**Task goal:** The records below need copying. Match each line exactly.

**Data under study:**
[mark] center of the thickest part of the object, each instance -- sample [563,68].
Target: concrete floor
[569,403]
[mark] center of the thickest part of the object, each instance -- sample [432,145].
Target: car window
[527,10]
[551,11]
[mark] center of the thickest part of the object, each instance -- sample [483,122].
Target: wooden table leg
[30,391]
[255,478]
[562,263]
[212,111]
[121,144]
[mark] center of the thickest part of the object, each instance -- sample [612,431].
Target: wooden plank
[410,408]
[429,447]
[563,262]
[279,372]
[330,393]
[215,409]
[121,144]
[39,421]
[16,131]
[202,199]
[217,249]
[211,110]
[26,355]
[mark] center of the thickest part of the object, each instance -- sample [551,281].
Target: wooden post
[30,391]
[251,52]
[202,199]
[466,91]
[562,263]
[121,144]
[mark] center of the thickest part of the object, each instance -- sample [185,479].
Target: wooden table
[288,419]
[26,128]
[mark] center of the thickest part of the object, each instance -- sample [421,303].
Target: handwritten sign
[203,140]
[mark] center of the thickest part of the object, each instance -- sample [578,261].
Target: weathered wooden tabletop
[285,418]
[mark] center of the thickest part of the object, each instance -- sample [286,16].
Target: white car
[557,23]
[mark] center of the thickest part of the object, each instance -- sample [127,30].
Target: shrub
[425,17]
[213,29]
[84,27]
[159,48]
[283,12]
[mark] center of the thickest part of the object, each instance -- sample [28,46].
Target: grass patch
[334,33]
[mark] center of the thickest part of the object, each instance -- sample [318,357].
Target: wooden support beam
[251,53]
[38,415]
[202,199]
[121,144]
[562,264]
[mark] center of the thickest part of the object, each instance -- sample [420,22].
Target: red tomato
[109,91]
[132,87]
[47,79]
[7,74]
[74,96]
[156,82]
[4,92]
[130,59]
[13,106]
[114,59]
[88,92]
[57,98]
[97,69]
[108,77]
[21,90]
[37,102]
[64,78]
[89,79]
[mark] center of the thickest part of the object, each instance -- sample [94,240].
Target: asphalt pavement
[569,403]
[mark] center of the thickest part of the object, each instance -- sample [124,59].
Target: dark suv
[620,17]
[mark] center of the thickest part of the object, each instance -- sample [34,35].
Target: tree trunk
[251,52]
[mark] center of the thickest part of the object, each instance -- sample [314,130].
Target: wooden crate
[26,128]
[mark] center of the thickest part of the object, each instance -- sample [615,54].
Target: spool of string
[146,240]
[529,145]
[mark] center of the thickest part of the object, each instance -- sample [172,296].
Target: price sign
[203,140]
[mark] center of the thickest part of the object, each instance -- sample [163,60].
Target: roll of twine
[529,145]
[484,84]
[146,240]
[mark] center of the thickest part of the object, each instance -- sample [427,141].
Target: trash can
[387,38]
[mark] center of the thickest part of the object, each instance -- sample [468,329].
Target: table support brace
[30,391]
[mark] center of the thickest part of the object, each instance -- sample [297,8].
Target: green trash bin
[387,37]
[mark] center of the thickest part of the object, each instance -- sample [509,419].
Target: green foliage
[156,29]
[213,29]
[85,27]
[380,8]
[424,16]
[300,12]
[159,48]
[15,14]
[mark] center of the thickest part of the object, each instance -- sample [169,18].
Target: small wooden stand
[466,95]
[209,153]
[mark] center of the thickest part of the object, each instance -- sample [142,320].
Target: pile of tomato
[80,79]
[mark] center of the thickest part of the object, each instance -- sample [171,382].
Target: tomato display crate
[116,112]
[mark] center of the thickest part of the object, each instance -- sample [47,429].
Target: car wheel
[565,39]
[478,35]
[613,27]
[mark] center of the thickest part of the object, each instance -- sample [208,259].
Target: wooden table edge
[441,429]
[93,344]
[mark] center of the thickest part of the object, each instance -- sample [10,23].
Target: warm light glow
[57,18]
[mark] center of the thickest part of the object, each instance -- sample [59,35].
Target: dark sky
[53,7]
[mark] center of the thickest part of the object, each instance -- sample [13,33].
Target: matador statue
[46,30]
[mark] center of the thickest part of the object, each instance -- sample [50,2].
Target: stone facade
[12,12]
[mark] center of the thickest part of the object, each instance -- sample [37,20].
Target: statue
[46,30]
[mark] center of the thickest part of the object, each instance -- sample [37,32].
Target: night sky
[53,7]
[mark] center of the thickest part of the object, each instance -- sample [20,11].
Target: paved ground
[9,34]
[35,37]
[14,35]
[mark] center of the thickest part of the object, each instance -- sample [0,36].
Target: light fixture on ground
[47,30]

**Written response:**
[mark] center of the thickest part of the object, each instance -- sample [563,68].
Target: concrete floor
[569,403]
[mark] center of the thickest part of the object, each instance -- sample [432,145].
Target: car window
[527,10]
[551,11]
[mark] center of the thickest part of the object, each instance -- sample [483,122].
Target: wooden table leg
[30,391]
[255,478]
[562,263]
[212,111]
[121,144]
[mark] center of the thickest part of the object, each instance -- sample [612,431].
Target: wooden plank
[410,408]
[429,447]
[563,262]
[279,372]
[330,393]
[215,409]
[121,144]
[39,421]
[16,131]
[202,199]
[217,249]
[211,110]
[26,355]
[mark] center of the thickest part of the object, each instance -- sample [551,281].
Target: wooden post
[30,391]
[251,52]
[202,199]
[466,91]
[562,263]
[121,144]
[mark] center of the thickest part of the object, each instance -- sample [185,479].
Target: wooden table
[288,419]
[26,128]
[mark] center of the thickest part of the object, each instance -- sample [421,303].
Target: handwritten sign
[203,140]
[mark] center of the thickest part of the object, each instance -- sample [578,261].
Target: weathered wooden tabletop
[285,418]
[mark] center of the thickest part of the object, each instance -- sample [286,16].
Target: white car
[557,23]
[mark] center of the thickest part of the object, each instance -- sample [127,30].
Target: shrub
[425,17]
[213,29]
[84,27]
[159,48]
[283,12]
[mark] center of the thickest part of the object, each instance -- sample [28,46].
Target: grass patch
[334,33]
[mark] center of the thickest part of the object, each instance -- sample [318,357].
Target: wooden support beam
[251,53]
[38,415]
[202,199]
[121,144]
[562,264]
[mark] center of the thickest part of the object, each instance -- sample [420,22].
Target: red tomato
[109,91]
[132,87]
[47,79]
[7,74]
[74,96]
[156,82]
[4,92]
[130,59]
[13,106]
[114,59]
[88,92]
[57,98]
[97,69]
[108,77]
[21,90]
[37,102]
[64,78]
[89,79]
[mark] center of the thickest part of the object, each instance -- sample [94,240].
Target: asphalt pavement
[569,403]
[mark] center of the thickest part of the object, each instance -- sample [124,59].
Target: dark suv
[620,17]
[mark] center of the thickest part of the object, each instance -- sample [34,35].
Target: tree trunk
[251,52]
[mark] center of the thickest part of the object, each instance -- sample [314,130].
Target: wooden crate
[26,128]
[mark] center of the thickest part of the object, each instance -- sample [615,54].
Target: spool of string
[146,240]
[529,145]
[mark] center of the thickest part of the object, each instance -- sample [172,296].
Target: price sign
[203,140]
[mark] center of the thickest part of the object, each instance -- sample [163,60].
Target: roll of twine
[529,145]
[484,84]
[146,240]
[mark] center of the thickest part of the object, each instance -- sample [427,141].
Target: trash can
[387,38]
[mark] center of the thickest part of the object, each instance -- sample [468,329].
Target: table support brace
[30,391]
[mark] center of the thickest part of the object, each instance -- sample [297,8].
Target: green trash bin
[387,37]
[mark] center of the thickest part of the object, each instance -- sample [509,419].
Target: green foliage
[156,29]
[213,29]
[85,27]
[380,8]
[424,16]
[300,12]
[159,48]
[15,14]
[mark] center of the thickest part of the object, each instance -- sample [169,18].
Target: small wooden stand
[466,95]
[209,153]
[mark] center of the thickest part of the object, each instance -- sample [142,320].
Target: pile of tomato
[80,79]
[mark] center of the thickest part of the object, each instance -- sample [171,382].
Target: tomato display crate
[116,112]
[mark] center of the thickest part of the object, each instance -- sample [47,429].
Target: car wheel
[565,39]
[478,35]
[613,27]
[mark] center of the thickest part of the object, each instance -- sample [208,259].
Target: wooden table edge
[441,429]
[93,344]
[mark] center of the thickest part of the object, each instance -- sample [10,23].
Target: warm light glow
[57,18]
[mark] center of the thickest part of the object, each instance -- sample [59,35].
Target: dark sky
[53,7]
[mark] center of the thickest part of the object, each instance -- sample [13,33].
Target: matador statue
[46,30]
[mark] center of the thickest part of the object, each instance -- sample [50,2].
Target: stone facade
[12,12]
[mark] center of the thickest part of the object, each instance -- sample [37,20].
Target: statue
[46,30]
[mark] center of the thickest part of the object, each instance -- sample [37,32].
Target: night sky
[53,7]
[mark] center of the thickest part of the object, each instance -- sample [20,11].
Target: paved ground
[9,34]
[35,37]
[14,35]
[mark] center of the thickest part of the object, each instance -- sample [0,36].
Target: light fixture on ground
[47,30]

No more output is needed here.